### RECORDED DATA

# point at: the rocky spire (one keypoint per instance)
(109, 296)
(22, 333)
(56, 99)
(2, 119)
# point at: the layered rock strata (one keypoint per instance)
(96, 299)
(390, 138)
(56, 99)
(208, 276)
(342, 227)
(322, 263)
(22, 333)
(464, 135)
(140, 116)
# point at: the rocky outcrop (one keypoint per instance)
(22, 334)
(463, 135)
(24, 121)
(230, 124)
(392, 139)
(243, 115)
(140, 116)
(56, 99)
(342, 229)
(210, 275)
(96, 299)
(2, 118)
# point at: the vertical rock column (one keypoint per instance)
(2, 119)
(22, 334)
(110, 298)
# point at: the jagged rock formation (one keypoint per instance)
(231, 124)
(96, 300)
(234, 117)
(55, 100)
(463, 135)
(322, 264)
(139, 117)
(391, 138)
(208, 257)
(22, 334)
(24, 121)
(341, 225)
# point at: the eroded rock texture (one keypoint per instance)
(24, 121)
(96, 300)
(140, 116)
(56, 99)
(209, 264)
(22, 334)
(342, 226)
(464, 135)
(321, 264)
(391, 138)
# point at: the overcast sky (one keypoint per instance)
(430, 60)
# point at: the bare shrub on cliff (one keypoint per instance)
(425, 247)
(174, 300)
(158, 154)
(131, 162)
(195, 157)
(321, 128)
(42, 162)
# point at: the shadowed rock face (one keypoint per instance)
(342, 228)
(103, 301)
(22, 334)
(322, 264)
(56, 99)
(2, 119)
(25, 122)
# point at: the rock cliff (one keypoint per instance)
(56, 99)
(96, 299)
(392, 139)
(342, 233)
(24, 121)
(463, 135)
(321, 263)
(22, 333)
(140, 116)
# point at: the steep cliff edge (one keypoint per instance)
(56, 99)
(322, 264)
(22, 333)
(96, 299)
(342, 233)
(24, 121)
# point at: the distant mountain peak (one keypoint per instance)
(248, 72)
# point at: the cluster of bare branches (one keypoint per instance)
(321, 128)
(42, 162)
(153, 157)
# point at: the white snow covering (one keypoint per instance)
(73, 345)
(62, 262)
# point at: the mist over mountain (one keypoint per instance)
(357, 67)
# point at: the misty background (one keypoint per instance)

### WORK TO BE COMPLETED
Emit the full listing verbatim.

### COMPLETE OUTPUT
# point at: the rocky spire (one keypoint per instance)
(109, 296)
(22, 333)
(56, 99)
(2, 119)
# point at: the layered rock strata (one keypoint per instance)
(96, 299)
(390, 138)
(56, 99)
(208, 276)
(342, 227)
(322, 263)
(22, 333)
(464, 135)
(140, 116)
# point at: the rocky outcrop (one keypoint per instance)
(22, 334)
(463, 135)
(24, 121)
(230, 124)
(392, 139)
(243, 115)
(140, 116)
(56, 99)
(342, 229)
(210, 275)
(96, 299)
(2, 118)
# point at: the vertical rock column (one keypoint per instance)
(2, 119)
(22, 334)
(110, 298)
# point at: the jagged rock formation (one keypoint per instance)
(231, 124)
(96, 300)
(234, 117)
(55, 100)
(463, 135)
(322, 264)
(139, 117)
(391, 138)
(208, 257)
(22, 334)
(24, 121)
(341, 225)
# point at: the eroded rock texture (one keypoint per instance)
(24, 121)
(96, 300)
(140, 116)
(56, 99)
(209, 264)
(22, 334)
(342, 226)
(464, 135)
(321, 264)
(391, 138)
# point at: the overcast sky (one keypoint per instance)
(430, 60)
# point at: the bare shrub on cliff (one keypoint per instance)
(425, 247)
(174, 300)
(158, 154)
(131, 162)
(195, 157)
(321, 128)
(42, 162)
# point at: the shadowed rock face (one keypoint per instance)
(342, 228)
(103, 301)
(22, 334)
(322, 264)
(56, 99)
(2, 119)
(25, 122)
# point at: the rock cliff (one keypoint per instance)
(56, 99)
(96, 299)
(392, 139)
(342, 233)
(24, 121)
(463, 135)
(321, 263)
(22, 333)
(140, 116)
# point at: the steep cliff edge (one keypoint per instance)
(56, 99)
(322, 264)
(22, 333)
(96, 299)
(342, 233)
(24, 121)
# point at: the distant mountain peak (one keypoint per instance)
(248, 72)
# point at: the cluster of bare branches (one keypoint per instance)
(321, 128)
(42, 162)
(153, 157)
# point at: the white snow covering (one keypoint per instance)
(73, 345)
(62, 262)
# point at: the mist over mountain (one keypoint per instance)
(357, 67)
# point at: the misty background (one keypoint per instance)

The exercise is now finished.